- What is asked
Render the data between the line containing "the bush, each" and the line containing "[(182, 416), (649, 234)]", inclusive, as a numbered list with blank lines omitted.

┌──

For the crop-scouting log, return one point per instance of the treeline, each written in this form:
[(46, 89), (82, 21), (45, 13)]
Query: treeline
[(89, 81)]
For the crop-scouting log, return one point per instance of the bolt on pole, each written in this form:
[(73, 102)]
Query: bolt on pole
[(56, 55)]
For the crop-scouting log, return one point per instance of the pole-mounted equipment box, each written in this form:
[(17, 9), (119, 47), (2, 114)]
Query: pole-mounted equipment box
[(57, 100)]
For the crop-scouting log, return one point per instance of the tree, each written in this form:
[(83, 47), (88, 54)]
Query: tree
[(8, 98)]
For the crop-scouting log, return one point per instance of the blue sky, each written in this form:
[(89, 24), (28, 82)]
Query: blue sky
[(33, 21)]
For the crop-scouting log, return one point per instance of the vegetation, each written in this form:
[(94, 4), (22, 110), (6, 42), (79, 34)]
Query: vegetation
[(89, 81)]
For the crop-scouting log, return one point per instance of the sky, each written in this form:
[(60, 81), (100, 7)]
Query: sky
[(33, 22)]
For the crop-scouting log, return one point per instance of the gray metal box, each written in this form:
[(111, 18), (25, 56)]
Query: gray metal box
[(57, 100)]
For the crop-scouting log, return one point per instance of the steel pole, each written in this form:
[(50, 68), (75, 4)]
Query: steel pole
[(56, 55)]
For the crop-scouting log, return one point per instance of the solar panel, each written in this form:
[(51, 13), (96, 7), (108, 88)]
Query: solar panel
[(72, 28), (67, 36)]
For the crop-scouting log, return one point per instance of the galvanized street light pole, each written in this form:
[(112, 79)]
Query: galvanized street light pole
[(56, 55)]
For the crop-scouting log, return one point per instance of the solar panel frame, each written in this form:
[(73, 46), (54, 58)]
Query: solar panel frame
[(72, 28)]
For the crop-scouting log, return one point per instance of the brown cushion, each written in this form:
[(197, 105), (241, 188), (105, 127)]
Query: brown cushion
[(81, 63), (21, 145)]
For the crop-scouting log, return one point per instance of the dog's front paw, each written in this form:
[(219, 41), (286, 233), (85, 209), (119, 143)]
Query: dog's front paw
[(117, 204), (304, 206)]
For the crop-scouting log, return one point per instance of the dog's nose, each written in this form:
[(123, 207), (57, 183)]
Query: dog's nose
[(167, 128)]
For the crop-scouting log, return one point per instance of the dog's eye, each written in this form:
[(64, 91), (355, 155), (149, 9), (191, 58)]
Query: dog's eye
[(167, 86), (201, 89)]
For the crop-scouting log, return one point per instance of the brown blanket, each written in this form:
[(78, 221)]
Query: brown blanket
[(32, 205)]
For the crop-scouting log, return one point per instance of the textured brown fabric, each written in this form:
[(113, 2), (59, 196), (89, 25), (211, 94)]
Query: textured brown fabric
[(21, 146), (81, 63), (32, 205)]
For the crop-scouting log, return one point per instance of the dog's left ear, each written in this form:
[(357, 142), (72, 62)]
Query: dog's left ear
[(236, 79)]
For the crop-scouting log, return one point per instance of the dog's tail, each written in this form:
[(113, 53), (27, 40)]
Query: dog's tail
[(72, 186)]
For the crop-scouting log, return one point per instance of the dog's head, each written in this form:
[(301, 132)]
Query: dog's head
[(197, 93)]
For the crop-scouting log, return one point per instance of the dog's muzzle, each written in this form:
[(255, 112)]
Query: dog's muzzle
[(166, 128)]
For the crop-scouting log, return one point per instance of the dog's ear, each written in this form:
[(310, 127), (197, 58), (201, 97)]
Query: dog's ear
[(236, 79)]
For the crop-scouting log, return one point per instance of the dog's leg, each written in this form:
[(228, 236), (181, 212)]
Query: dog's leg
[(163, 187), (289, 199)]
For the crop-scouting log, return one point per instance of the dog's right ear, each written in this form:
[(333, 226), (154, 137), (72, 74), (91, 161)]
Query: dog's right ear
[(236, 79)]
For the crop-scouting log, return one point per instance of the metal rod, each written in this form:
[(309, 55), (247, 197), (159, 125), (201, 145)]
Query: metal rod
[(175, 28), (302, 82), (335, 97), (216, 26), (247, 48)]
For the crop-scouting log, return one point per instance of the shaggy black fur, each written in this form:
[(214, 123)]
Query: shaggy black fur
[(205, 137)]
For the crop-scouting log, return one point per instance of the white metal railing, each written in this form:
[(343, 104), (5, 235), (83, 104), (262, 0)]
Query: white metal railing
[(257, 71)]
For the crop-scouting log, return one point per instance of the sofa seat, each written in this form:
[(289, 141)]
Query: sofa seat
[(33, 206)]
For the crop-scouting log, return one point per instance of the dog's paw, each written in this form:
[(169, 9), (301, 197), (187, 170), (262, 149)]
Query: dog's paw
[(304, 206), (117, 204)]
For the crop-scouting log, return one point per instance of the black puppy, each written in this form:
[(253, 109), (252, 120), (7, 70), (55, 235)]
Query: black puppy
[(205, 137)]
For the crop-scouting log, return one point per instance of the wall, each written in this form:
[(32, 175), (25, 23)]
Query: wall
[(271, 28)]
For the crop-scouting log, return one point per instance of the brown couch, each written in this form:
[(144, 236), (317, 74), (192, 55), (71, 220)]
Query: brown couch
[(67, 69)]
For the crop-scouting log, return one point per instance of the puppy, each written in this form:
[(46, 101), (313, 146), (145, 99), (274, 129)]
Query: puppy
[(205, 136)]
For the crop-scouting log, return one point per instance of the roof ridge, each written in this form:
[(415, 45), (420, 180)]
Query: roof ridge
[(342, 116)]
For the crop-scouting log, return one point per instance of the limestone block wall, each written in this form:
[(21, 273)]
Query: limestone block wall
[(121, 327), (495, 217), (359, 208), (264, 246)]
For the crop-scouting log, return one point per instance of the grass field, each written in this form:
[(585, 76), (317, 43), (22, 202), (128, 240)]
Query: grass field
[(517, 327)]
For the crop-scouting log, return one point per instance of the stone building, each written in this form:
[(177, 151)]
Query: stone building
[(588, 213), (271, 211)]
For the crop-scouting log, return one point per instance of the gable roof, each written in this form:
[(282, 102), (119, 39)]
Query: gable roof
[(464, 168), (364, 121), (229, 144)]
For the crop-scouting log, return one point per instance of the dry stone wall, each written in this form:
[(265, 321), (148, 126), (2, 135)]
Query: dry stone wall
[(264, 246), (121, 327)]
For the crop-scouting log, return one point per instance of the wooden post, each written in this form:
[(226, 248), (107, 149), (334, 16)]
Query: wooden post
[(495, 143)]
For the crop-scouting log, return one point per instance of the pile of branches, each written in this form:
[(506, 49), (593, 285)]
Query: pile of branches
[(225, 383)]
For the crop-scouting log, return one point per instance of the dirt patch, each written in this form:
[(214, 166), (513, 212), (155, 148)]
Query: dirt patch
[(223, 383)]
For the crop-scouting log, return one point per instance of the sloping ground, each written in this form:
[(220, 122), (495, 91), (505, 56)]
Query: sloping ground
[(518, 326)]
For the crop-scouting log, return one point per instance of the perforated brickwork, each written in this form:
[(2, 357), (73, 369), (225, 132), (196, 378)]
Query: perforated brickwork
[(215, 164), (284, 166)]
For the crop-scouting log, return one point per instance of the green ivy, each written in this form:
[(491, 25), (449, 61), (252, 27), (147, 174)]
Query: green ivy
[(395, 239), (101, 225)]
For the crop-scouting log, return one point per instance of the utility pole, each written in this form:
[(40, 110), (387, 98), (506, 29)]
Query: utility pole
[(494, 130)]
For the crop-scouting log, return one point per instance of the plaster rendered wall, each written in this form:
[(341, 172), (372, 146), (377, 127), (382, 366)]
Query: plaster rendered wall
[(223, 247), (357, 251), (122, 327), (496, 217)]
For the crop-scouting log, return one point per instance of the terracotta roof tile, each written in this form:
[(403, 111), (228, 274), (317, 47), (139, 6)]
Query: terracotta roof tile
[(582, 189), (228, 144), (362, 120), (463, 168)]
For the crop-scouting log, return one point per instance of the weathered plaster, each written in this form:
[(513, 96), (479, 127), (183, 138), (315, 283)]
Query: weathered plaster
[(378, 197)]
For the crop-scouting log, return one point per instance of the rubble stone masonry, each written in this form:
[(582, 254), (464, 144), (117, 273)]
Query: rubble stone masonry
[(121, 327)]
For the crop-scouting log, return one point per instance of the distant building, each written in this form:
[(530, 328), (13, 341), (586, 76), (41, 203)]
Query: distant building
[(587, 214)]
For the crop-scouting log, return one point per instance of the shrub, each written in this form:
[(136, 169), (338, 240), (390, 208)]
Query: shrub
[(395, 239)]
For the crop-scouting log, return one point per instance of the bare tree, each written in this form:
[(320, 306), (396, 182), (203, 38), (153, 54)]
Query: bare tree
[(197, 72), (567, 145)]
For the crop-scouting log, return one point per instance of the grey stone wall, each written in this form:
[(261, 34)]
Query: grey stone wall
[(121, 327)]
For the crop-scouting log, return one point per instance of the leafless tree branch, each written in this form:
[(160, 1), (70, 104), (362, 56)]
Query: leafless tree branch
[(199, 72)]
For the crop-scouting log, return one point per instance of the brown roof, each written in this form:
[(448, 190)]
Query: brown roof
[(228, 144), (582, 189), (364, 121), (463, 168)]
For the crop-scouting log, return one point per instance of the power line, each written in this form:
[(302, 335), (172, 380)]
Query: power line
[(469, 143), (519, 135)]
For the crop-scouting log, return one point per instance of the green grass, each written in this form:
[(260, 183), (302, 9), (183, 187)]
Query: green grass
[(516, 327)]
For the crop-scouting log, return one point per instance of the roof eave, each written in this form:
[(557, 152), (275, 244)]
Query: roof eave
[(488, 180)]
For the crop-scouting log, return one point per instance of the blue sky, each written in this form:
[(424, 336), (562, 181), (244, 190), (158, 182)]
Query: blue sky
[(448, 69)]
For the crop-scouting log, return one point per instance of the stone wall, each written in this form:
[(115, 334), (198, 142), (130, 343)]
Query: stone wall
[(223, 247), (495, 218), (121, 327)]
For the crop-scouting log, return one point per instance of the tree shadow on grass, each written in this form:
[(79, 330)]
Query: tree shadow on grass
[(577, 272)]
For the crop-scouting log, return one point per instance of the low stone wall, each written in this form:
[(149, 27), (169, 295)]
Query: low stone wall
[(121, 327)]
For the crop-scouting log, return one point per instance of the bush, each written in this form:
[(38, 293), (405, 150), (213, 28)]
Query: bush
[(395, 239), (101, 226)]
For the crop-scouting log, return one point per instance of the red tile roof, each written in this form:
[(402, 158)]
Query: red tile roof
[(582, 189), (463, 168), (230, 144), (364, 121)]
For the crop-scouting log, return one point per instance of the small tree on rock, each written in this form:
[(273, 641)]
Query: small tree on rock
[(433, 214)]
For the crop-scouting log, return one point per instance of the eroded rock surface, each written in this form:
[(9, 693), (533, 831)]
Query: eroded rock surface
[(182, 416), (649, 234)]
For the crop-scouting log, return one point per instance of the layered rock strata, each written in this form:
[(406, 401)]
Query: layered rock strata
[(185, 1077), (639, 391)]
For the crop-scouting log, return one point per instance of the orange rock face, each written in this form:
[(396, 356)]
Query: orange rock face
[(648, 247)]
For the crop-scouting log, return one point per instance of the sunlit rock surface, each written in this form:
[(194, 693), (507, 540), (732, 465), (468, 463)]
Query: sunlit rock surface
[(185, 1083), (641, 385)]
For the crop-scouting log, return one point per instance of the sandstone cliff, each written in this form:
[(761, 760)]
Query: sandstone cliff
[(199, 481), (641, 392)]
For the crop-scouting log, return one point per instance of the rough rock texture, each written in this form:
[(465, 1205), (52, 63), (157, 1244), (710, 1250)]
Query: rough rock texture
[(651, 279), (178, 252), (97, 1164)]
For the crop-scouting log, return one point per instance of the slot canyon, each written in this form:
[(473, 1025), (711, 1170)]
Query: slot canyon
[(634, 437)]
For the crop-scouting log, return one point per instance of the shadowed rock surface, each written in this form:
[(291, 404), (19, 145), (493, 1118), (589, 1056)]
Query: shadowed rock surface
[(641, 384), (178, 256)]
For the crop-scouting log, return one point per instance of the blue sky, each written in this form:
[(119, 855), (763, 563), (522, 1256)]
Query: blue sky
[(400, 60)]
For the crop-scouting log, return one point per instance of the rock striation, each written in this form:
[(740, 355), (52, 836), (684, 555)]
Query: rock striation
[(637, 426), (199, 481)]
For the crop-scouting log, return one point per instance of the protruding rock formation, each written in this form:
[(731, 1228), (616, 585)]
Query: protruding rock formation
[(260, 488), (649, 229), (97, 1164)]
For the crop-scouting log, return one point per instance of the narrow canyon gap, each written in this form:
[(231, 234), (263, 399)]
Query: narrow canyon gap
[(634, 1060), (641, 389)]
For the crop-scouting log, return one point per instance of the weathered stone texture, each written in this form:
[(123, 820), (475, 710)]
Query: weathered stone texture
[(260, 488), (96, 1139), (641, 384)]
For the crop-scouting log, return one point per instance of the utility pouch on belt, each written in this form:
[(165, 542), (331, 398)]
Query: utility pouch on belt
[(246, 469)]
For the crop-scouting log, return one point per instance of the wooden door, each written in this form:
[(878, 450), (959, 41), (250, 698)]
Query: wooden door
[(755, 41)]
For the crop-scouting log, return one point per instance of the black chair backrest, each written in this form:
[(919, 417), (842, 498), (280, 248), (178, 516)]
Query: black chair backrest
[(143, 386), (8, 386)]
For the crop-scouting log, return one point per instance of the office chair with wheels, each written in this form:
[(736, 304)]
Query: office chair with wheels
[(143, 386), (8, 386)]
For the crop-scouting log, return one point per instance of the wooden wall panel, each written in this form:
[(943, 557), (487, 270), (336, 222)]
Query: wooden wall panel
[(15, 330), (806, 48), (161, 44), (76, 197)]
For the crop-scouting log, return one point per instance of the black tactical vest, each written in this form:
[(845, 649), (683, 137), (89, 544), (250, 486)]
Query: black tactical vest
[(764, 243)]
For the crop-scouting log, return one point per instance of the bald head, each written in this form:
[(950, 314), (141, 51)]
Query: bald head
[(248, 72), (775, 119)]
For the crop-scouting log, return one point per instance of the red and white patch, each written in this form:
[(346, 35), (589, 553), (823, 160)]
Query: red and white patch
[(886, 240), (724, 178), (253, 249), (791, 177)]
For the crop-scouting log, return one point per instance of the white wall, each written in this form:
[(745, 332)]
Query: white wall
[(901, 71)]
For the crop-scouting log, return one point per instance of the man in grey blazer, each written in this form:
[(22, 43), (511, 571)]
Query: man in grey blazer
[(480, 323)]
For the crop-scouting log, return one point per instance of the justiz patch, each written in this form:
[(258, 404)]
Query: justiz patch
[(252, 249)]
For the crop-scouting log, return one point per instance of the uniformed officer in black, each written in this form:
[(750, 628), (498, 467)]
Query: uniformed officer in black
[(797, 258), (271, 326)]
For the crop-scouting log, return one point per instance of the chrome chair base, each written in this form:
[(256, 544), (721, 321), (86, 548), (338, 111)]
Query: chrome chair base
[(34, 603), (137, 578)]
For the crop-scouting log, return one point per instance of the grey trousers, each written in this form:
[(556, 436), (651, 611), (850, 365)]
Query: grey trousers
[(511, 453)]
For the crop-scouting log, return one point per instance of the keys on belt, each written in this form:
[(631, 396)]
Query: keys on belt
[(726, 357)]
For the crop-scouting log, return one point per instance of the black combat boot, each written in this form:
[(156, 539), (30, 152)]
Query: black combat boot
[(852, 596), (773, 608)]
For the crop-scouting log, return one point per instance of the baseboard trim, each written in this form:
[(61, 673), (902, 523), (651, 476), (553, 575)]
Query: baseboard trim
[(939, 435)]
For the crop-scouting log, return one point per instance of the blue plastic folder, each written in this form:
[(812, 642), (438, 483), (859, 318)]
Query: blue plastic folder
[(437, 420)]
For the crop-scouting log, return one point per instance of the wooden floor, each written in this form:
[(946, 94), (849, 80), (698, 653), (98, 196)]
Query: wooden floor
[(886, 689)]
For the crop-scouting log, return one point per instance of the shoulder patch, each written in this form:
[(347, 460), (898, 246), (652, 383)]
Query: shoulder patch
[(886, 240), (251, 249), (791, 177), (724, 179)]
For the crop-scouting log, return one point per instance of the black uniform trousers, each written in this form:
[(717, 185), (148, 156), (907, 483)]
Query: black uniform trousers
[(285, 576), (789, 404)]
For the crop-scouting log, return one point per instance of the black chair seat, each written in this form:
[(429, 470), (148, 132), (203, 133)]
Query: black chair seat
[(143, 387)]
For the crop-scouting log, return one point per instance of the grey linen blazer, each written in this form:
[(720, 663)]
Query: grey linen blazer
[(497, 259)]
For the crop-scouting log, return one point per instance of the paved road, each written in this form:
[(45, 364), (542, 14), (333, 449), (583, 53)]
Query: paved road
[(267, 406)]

└──

- Result of this task
1. For the crop-scouting log, return one point per instance of the bush, each written in this form:
2. [(38, 293), (405, 150), (213, 28)]
3. Query: bush
4. [(395, 239), (101, 226)]
5. For the crop-scouting log, return one point per instance of the red tile roof, each written in this form:
6. [(402, 158)]
7. Query: red tile roof
8. [(582, 189), (463, 168), (230, 144), (364, 121)]
9. For the crop-scouting log, return one point per instance of the small tree on rock, each written in this form:
10. [(273, 641)]
11. Query: small tree on rock
12. [(433, 214)]
13. For the crop-scouting log, return one point per instance of the eroded rock surface, each written in this form:
14. [(9, 693), (533, 831)]
15. Query: eroded rock surface
16. [(182, 416), (649, 234)]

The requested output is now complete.